### [PROBLEM REQUIREMENTS]
Reproduce word for word the part of the article below on same-sex unions in Italy that opens with the words containing "The 49-year-old junior" and closes with "died last week.".

#### SELECTED PASSAGE

Italy sticks out in Europe, and not just geographically. With Ireland's historic adoption of same-sex marriage, quickly followed by Greenland, Italy is now one of the last major Western European countries without any legal recognition of gay and lesbian couples. A recent poll found that 75% of the overwhelmingly Catholic country support recognition of same-sex unions, with 48% believing that marriage equality should be legal. Progress has failed to gain headway, however, which recently led openly gay Minister Ivan Scalfarotto to go on a hunger strike.
The 49-year-old junior minister said that he was inspired to take such a drastic step from a letter he recieved from a man, Caesar, whose partner of 20 years, Stephen, was diagnosed with cancer last year. Because they were unable to share health insurance, the couple were unable to afford the costly chemotherapy, and Stephan died last week.
On his blog, Scalfarotto said:
"I decided to not eat food until we have certainty on the day that this grave human rights violation ends in this country."
"The world has moved forward by leaps and bounds: from the Irish referendum on the ruling of the Supreme Court of the United States, we learned that gay rights – in the Western world – are considered full human rights. That equality between citizens is a universal value. That love can not be measured in weight, because love is love."
"I am openly asking for the support of many people who thought that if they just waited, things will eventually turn out to be better... Because for some, like Stephen, the times runs out. It’s no longer enough."
Of the countries that Italy borders, France has marriage equality, and Switzerland, Austria, Slovenia, and Croatia have some form of civil union. Even Germany, who made headlines recently when Chancellor Angela Merkel insisted that marriage equality was not on her government's agenda, recognizes civil unions.

########
#### RECORDS SHOWN

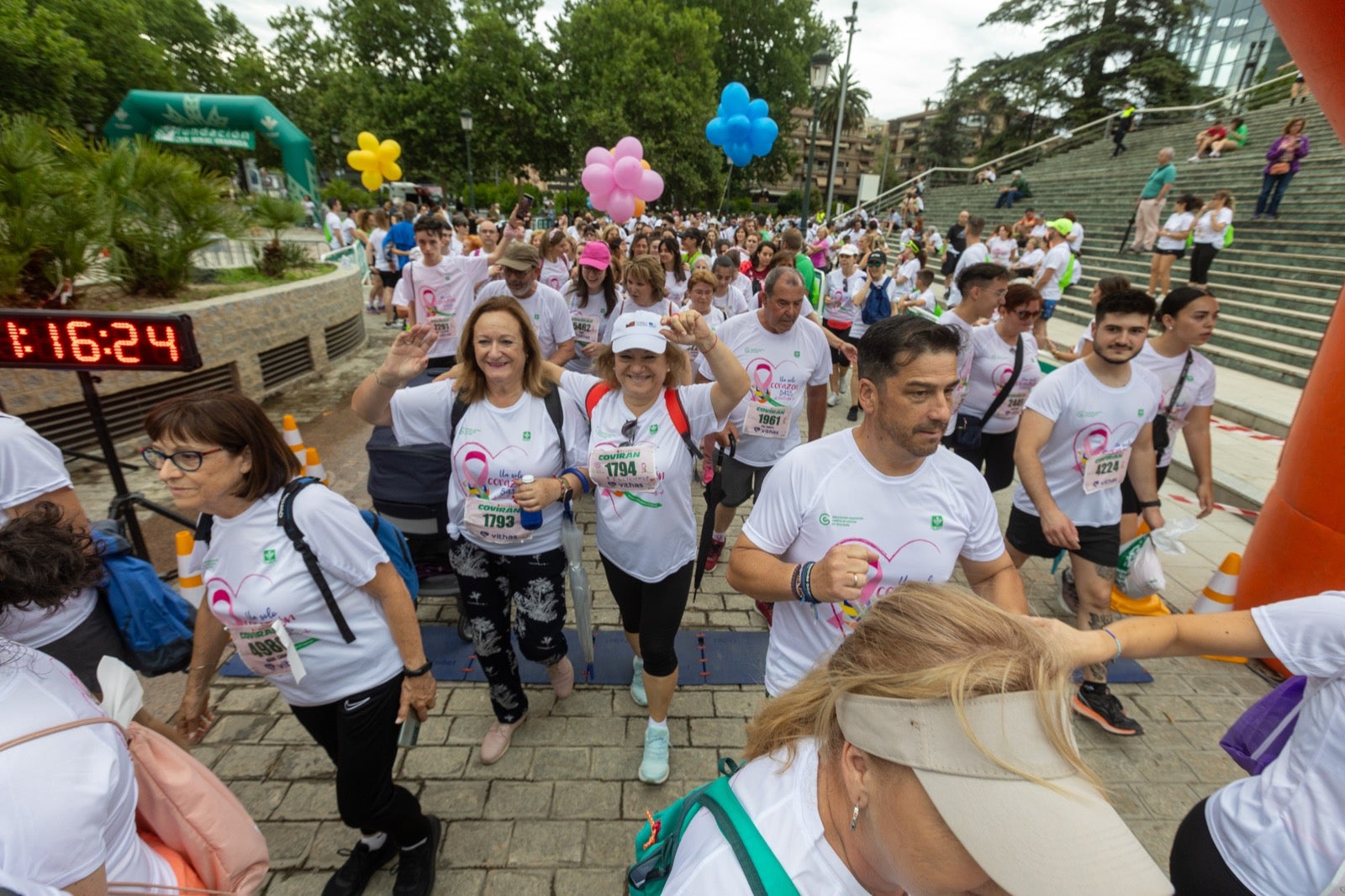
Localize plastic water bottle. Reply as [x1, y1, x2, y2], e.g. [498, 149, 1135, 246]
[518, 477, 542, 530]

########
#### RECORDS SHOWN

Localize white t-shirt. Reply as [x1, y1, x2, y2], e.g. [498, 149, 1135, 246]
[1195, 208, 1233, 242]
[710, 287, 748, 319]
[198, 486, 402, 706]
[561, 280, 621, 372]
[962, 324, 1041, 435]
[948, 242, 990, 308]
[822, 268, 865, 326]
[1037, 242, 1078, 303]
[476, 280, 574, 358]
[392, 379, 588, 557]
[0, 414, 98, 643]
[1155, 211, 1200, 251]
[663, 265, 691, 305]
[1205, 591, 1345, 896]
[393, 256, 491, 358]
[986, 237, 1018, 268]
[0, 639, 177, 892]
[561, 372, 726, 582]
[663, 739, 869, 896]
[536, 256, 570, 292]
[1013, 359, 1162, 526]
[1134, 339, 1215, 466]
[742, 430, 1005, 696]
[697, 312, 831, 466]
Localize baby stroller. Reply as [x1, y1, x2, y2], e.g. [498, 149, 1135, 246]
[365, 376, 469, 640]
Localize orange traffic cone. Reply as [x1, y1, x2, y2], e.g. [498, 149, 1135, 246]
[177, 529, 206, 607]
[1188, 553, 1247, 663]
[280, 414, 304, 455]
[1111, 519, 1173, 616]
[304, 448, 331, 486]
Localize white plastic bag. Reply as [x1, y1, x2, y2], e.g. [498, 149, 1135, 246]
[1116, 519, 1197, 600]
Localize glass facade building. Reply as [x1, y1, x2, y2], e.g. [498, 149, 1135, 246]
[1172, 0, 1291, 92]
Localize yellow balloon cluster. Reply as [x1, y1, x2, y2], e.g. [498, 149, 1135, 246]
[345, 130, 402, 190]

########

### [TASK RESPONSE]
The 49-year-old junior minister said that he was inspired to take such a drastic step from a letter he recieved from a man, Caesar, whose partner of 20 years, Stephen, was diagnosed with cancer last year. Because they were unable to share health insurance, the couple were unable to afford the costly chemotherapy, and Stephan died last week.